• **Задание 1**:
Перепишите весь список, приведенный ниже, слово в слово, ничего не меняя.

И подобные выводы постоянно встречаются в материалах полиции на протяжении целого ряда лет. Например, в 1878 году во время беспорядков на бумагопрядильной фабрике Третьяковых было разгромлено здание администрации. Следствие установило организованный характер стачки, однако не усмотрело какого-либо стороннего подстрекательства[164]. Заметим, что и непосредственные участники революционного движения в своих мемуарах, выходивших уже в советские годы, делают иногда интересные признания. Ветеран революционного движения М. Лядов так вспоминал о забастовках на фабриках Егорьевска (ныне Московская область) и о своей роли в их организации:

 

«Мы поздно узнали об этом бунте, и проявить свое руководство не могли. Но решили широко осветить эту забастовку в листовках, а главное – указать и объяснить, как следует бороться».

 

Рассказывает Лядов также и о посещениях фабрик братьев Лыжиных и Гучковых, о своих знакомствах и разговорах со староверами, под влиянием которых он начал изучать историю раскола[165].

Перейдем к крупнейшему индустриальному центру России – Петербургу, где были сконцентрированы предприятия, принадлежавшие, главным образом, казне, представителям аристократии и иностранному капиталу. Но становление промышленного Петербурга снизу происходило преимущественно силами русского трудового люда. Первыми работниками Адмиралтейства стали мастеровые с Олонецкой верфи, переведенные сюда по указу Петра I. Затем проводились наборы людей из Вологды, Шуи, Ростова Великого и др[166]. Из них складывались кадры потомственных рабочих, которые обеспечивали производственные потребности петербургских заводов. Квалифицированную рабочую силу поставляла и Москва: по правительственным распоряжениям в столицу с Литейного двора была отправлена треть мастеровых и подмастерьев, затем число завербованных дошло до половины[167]. Такие наборы в дальнейшем проводились регулярно. К примеру, для запуска в 1789 году крупного завода для оборонных нужд – известного впоследствии под названием Путиловского – были привлечены русские ремесленники из Петрозаводска, а руководили производством десять английских специалистов[168]. В пореформенный период, характеризовавшийся бурным промышленным ростом, в Петербург хлынули крестьяне, главным образом из губерний со слаборазвитым земледелием. Среди них было много кустарей, обладавших определенной квалификацией для работы на крупных производствах. Уже к 1870 м годам 88 % металлистов и 92 % текстильщиков города составляли выходцы из одиннадцати губерний центра России (Тверской, Ярославской, Новгородской, Костромской и др.). А к началу XX столетия количество пришлых рабочих в бурно растущей петербургской промышленности составило 80,5 %[169]. Параллельно шел активный процесс формирования постоянных, потомственных пролетарских кадров; к 1910 году около 60 % всех городских рабочих или родились в Петербурге, или трудились на его предприятиях свыше десяти лет[170].

• **Задание 2**:
Продолжите отрывок о фабричных рабочих, начав сразу после его последнего предложения.

Фрагмент набора данных
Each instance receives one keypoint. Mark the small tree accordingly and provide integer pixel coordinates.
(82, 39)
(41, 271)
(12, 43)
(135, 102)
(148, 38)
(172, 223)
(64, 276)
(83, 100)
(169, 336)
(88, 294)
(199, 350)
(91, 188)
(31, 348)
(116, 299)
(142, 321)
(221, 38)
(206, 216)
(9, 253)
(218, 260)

• **Правильный ответ 1**:
Each instance receives one keypoint. Mark the small tree accordingly and provide integer pixel coordinates.
(82, 39)
(41, 271)
(12, 43)
(135, 102)
(148, 38)
(172, 223)
(64, 276)
(83, 100)
(169, 336)
(88, 294)
(199, 350)
(91, 188)
(31, 348)
(116, 299)
(142, 321)
(221, 38)
(206, 216)
(9, 253)
(218, 260)

• **Правильный ответ 2**:
В результате на заводах и фабриках складывался довольно устойчивый костяк, состоявший в основном из русских рабочих. Например, на Обуховском заводе образовалась очень крепкая и влиятельная группа так называемых старожилов – искусных пушкарей, сталеваров, станочников и т. д.; здесь они выросли, научились своему делу. Эти рабочие пользовались большим влиянием при наборе новых кадров, устраивая на предприятие своих земляков, родных, знакомых[171]. Администрация старалась не принимать на завод работников без рекомендаций, опасаясь разного рода «случайных» людей, и поэтому охотно прибегала к помощи старожилов[172]. Таких людей именовали еще «заводиловкой», так как при всяческих недоразумениях и столкновениях с начальством «они были впереди и отстаивали права рабочих»[173]. Из различных мемуарных свидетельств следует, что весомая часть всех трудившихся на предприятиях дробилась на землячества[174], которые можно рассматривать в качестве основного канала для пополнения трудовых ресурсов. Как отмечают исследователи, это способствовало укреплению чувства коллективизма – «один за всех и все за одного», особенно в среде пролетарской молодежи[175].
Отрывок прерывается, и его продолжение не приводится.